Data to process:
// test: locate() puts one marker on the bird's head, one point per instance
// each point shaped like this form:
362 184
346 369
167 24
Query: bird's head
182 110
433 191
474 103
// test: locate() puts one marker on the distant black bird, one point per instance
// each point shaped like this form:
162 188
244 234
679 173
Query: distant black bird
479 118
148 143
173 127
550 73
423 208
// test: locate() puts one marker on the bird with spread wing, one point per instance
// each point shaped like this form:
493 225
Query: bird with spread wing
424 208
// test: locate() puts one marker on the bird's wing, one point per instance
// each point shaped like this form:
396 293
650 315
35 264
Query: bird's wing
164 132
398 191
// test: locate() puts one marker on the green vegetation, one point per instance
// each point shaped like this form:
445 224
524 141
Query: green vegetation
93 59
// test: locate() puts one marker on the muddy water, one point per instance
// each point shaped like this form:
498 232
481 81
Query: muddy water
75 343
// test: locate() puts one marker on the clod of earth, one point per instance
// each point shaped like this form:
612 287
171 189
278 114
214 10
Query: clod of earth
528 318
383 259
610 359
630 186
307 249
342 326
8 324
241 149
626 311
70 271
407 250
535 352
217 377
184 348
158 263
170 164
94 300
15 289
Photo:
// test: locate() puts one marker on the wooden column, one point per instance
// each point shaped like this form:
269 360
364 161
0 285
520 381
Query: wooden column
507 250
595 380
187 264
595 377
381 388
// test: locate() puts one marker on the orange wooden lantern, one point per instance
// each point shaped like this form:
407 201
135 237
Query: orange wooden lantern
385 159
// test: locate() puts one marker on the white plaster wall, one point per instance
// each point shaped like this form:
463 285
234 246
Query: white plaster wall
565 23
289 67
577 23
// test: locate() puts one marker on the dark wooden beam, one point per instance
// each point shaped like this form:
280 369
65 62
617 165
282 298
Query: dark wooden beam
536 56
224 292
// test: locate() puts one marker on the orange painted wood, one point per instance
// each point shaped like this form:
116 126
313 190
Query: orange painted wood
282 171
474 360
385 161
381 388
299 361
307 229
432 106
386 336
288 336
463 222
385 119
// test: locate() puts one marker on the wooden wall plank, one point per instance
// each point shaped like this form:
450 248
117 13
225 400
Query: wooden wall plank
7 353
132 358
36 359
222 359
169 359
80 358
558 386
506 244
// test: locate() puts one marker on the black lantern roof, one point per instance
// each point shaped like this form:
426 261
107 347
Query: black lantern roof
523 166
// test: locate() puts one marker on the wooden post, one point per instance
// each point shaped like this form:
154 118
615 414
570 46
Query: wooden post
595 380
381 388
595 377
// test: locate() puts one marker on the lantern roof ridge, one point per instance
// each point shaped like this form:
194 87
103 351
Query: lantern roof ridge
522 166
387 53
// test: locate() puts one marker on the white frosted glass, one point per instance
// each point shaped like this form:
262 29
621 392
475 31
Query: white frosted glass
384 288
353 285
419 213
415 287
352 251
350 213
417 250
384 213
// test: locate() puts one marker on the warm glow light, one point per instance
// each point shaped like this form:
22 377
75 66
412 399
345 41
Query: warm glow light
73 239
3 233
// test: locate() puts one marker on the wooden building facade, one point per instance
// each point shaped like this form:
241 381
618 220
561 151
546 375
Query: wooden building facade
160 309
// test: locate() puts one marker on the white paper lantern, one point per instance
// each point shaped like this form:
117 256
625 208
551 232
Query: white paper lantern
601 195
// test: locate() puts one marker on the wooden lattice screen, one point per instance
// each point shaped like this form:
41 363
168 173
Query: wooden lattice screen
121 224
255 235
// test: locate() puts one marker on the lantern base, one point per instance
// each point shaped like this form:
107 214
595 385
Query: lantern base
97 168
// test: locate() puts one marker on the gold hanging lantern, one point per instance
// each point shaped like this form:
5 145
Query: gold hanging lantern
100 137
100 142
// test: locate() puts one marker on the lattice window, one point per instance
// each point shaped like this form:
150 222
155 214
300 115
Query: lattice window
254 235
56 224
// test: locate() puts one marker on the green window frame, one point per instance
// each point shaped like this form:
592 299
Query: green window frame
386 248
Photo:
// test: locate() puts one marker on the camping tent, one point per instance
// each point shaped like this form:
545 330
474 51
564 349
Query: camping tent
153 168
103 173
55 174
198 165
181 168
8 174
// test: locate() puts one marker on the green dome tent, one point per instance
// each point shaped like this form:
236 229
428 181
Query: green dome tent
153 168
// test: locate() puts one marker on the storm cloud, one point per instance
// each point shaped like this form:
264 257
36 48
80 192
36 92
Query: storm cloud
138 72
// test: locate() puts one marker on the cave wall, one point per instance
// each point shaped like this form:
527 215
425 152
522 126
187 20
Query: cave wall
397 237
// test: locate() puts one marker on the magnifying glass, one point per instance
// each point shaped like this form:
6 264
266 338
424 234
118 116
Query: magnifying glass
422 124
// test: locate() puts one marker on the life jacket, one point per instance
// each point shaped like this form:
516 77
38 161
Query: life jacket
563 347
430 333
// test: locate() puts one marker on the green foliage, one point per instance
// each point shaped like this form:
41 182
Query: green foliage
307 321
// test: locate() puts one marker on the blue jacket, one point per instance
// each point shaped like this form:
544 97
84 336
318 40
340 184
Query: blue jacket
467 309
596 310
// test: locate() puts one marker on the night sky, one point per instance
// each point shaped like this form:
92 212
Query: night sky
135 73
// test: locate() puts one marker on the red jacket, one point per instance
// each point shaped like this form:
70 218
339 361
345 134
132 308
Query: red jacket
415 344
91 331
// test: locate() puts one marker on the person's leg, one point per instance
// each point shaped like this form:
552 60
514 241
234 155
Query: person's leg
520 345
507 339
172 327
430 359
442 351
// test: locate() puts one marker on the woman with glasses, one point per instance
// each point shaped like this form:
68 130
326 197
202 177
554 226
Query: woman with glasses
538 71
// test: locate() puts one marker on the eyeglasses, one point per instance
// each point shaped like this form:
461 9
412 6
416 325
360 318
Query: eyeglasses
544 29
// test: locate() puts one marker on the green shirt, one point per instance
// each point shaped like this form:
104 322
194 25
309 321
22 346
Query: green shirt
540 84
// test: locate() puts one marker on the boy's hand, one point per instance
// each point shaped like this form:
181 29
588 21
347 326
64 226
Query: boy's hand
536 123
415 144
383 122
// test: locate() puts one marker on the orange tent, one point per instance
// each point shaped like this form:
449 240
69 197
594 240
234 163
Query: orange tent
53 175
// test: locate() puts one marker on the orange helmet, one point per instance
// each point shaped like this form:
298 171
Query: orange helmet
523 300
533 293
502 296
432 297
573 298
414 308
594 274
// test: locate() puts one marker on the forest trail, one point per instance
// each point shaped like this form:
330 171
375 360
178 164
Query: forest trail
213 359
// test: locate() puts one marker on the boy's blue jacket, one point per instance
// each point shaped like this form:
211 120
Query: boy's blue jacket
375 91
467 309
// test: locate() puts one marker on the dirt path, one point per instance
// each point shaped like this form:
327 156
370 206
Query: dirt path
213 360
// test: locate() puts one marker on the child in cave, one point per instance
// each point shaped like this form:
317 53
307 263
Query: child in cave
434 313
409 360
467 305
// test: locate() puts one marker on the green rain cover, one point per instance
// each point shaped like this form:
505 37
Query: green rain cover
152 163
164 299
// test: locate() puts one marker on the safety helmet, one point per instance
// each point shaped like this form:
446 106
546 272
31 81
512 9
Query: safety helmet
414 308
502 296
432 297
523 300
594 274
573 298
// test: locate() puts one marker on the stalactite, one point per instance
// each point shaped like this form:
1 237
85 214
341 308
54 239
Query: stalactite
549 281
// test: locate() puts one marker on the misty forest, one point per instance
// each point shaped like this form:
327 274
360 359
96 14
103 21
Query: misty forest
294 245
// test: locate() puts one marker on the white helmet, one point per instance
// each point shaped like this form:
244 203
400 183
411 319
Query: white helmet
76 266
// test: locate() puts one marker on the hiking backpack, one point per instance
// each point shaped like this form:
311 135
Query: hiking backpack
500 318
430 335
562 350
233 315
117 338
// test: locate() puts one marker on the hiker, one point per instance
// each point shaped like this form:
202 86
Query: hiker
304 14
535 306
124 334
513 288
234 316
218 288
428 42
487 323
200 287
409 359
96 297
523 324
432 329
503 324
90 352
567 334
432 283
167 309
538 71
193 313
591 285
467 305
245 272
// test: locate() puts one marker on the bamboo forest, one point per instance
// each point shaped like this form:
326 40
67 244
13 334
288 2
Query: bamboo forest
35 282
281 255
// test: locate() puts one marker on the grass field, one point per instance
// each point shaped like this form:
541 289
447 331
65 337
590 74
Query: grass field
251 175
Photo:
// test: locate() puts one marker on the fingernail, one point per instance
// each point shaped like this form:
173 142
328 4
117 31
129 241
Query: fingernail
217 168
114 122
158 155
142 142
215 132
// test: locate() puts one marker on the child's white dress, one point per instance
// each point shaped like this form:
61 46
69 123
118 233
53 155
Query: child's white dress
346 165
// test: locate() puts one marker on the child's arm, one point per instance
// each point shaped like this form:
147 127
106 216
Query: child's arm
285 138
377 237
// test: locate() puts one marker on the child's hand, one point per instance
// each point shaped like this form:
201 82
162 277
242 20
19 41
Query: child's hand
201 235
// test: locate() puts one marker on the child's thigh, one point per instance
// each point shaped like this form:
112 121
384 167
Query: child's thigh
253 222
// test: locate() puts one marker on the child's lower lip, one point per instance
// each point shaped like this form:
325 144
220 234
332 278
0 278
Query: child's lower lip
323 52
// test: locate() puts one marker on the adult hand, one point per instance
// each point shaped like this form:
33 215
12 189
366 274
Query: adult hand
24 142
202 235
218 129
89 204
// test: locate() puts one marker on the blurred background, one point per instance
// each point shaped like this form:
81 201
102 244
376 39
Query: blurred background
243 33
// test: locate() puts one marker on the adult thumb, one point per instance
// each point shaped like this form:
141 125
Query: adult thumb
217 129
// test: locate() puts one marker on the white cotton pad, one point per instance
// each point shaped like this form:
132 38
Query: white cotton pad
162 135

Task objective:
Return, unchanged, each line from the line containing "dress, one point per instance" through the last line of the material.

Exercise result:
// test: locate() puts one marker on the child's white dress, one point per instance
// each point shaped like this form:
61 46
69 123
118 233
53 155
Query: child's white dress
346 165
// test: locate() puts one marker on the child's arm, one point per instance
// each point shaped like this form:
147 127
106 216
Query: child's arm
285 138
377 237
// test: locate() puts one marker on the child's hand, one point per instance
// each point shaped like this form:
201 82
162 277
242 20
19 41
Query: child's hand
201 235
// test: locate() puts one marker on the child's thigh, one point per instance
// each point shaped like this form:
112 121
384 167
Query: child's thigh
253 222
// test: locate() puts one marker on the child's lower lip, one point per instance
// each point shaped like this form:
325 144
220 234
332 278
0 278
Query: child's lower lip
323 52
// test: locate() puts one marker on the adult hand, one point per instance
// each point shaped like this form:
33 215
12 189
366 274
Query: adult hand
24 142
202 235
218 129
89 204
// test: locate() puts one marker on the blurred background, one point per instance
// each point shaped like this form:
81 201
102 244
376 39
Query: blurred background
243 33
// test: locate() puts one marker on the adult thumb, one point per instance
// each point shaped like this form:
141 125
Query: adult thumb
217 129
// test: locate() puts one marker on the white cotton pad, one point per instance
// each point shaped like this form:
132 38
Query: white cotton pad
162 135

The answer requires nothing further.